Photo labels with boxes
━━━━

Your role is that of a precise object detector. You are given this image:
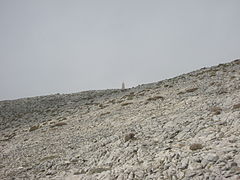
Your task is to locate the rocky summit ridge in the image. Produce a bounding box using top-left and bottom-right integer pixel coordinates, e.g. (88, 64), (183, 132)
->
(0, 60), (240, 180)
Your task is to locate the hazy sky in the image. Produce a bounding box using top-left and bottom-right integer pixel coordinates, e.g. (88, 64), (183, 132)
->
(0, 0), (240, 100)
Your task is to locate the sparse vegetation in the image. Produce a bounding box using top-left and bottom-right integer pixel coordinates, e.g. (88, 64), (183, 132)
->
(51, 122), (67, 127)
(121, 102), (133, 106)
(210, 107), (222, 115)
(232, 103), (240, 109)
(29, 125), (40, 132)
(189, 143), (203, 151)
(147, 96), (164, 101)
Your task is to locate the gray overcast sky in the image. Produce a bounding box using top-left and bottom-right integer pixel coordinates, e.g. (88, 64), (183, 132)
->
(0, 0), (240, 100)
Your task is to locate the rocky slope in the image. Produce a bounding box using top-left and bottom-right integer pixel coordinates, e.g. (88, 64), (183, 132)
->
(0, 60), (240, 180)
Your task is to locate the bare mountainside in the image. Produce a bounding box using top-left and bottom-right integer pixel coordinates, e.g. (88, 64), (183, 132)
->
(0, 60), (240, 180)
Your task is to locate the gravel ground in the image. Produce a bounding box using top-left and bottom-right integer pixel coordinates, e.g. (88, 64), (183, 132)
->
(0, 60), (240, 180)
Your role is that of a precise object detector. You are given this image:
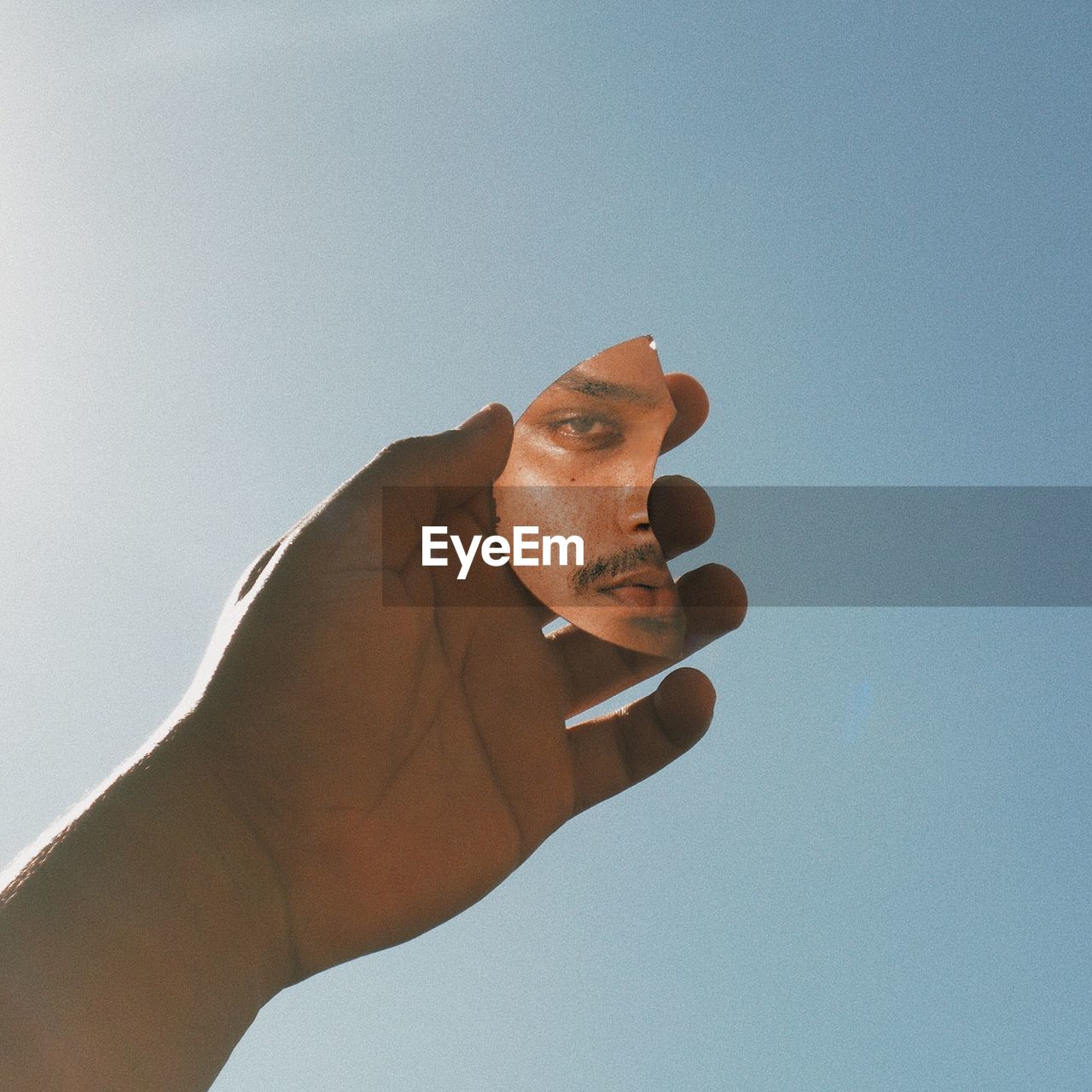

━━━━

• **AIM**: Recast all of the items above as a numbered list of their lines, skipping any blank lines. Leave the pictures out.

• **FINAL RESULT**:
1. Your role is that of a precise object detector. You are given this image:
2. Your task is to locate the rocky summit ridge in the image. Produce a bounding box using top-left and bottom-right integer pixel coordinates, e.g. (88, 64), (183, 132)
3. ->
4. (0, 60), (240, 180)
5. Your task is to locate the hazy sky in the image. Produce a bounding box using top-left and bottom-right integer pixel coordinates, e.g. (88, 64), (183, 132)
6. ->
7. (0, 0), (240, 100)
8. Your task is to locate the sparse vegetation in the image. Produce a bounding box using top-left and bottom-right integer pixel coordinates, e.g. (88, 64), (183, 132)
9. ->
10. (51, 122), (67, 127)
11. (121, 102), (133, 106)
12. (210, 107), (222, 115)
13. (232, 103), (240, 109)
14. (29, 125), (40, 132)
15. (189, 143), (203, 151)
16. (147, 96), (164, 101)
17. Your task is to locate the gray overcast sky in the image. Produce a bounding box using top-left and bottom-right integer pixel coordinates, e.g. (88, 64), (183, 132)
18. ->
19. (0, 0), (240, 100)
20. Your task is to locate the rocky slope in the image. Produce a bounding box using top-left and bottom-right integer pixel coordinates, e.g. (88, 64), (183, 132)
21. ->
22. (0, 60), (240, 180)
23. Your task is to locate the bare mountainside in the image. Produce a bounding box using top-left and bottom-right integer pixel coordinates, e.g. (88, 64), (183, 132)
24. ->
25. (0, 60), (240, 180)
26. Your task is to locate the gravel ground in the image. Produce a bounding box using top-left and bottom-right integer pixel coordinates, e.g. (88, 64), (183, 132)
27. ->
28. (0, 60), (240, 180)
29. Your role is that of a precise object detector. You are given this image:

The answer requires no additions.